**Supplied passage**.
Does the Equation of Motion Satisfy the Commutator Relation?

[jeebs]

I have this density operator \rho(t) = \sum_a |\psi_a(t)\rangle P_a \langle\psi_a(t)| and I am supposed to be showing that "the equation of motion satisfies i\hbar\frac{\partial\rho(t)}{\partial t} = [H,\rho(t)].
I'm not making much progress though, this is all the info I'm given.

I'm thinking I have to use the product rule here, ie. \frac{\partial\rho(t)}{\partial t} = \sum_a (\frac{\partial}{\partial t}|\psi_a(t)\rangle) P_a \langle\psi_a(t)| + \sum_a |\psi_a(t)\rangle P_a \frac{\partial}{\partial t}\langle\psi_a(t)|

also if H = i\hbar\frac{\partial}{\partial t} then H\rho = i\hbar(\sum_a (\frac{\partial}{\partial t}|\psi_a(t)\rangle) P_a \langle\psi_a(t)| + \sum_a |\psi_a(t)\rangle P_a \frac{\partial}{\partial t}\langle\psi_a(t)|

and also I know the commutator is just [H,\rho] = H\rho - \rho H
so that gives me [H,\rho] = i\hbar(\sum_a (\frac{\partial}{\partial t}|\psi_a(t)\rangle) P_a \langle\psi_a(t)| + \sum_a |\psi_a(t)\rangle P_a \frac{\partial}{\partial t}\langle\psi_a(t)| - \sum_a |\psi_a(t)\rangle P_a \langle\psi_a(t)|i\hbar\frac{\partial}{\partial t}

but I can't see how I'm supposed to get any further. I mean, I don't see what's wrong with saying i\hbar\frac{\partial\rho}{\partial t} = H\rho. I don't see where the commutator comes from at all, unless for some reason we can say that \rho H = 0

 

[fzero]

If

<br /> H |\psi \rangle = i\hbar\frac{\partial}{\partial t} |\psi \rangle ,<br />

can you relate <br /> \frac{\partial}{\partial t} \langle \psi |

to an expression involving H?

**Problems and tasks**.
1) Write out everything in the density operator thread from "but I can't" down to "expression involving H?".
2) In the density operator thread, which sentences in jeebs's post begin with the word "I"? Give the first five words of each.
The lines that come after this thread have nothing to do with it.

**Information shown**.
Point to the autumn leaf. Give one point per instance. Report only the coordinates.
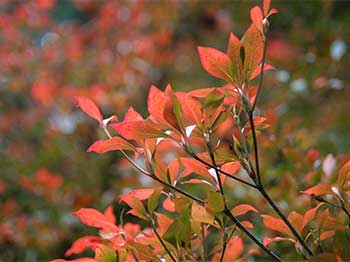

**The results**.
1)
but I can't see how I'm supposed to get any further. I mean, I don't see what's wrong with saying i\hbar\frac{\partial\rho}{\partial t} = H\rho. I don't see where the commutator comes from at all, unless for some reason we can say that \rho H = 0

 

[fzero]

If

<br /> H |\psi \rangle = i\hbar\frac{\partial}{\partial t} |\psi \rangle ,<br />

can you relate <br /> \frac{\partial}{\partial t} \langle \psi |

to an expression involving H?

2)
- I have this density operator
- I'm not making much progress
- I'm thinking I have to
- I mean, I don't see
- I don't see where the